# Information shown
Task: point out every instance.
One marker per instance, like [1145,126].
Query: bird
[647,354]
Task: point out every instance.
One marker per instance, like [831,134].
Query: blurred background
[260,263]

# Aim
Reproduce every one of the records above line for line, changing nothing.

# Task solution
Task: point out every instance.
One marker per instance, like [1145,126].
Query: bird
[647,354]
Task: point out every instance.
One marker per instance, like [831,134].
Query: blurred background
[260,263]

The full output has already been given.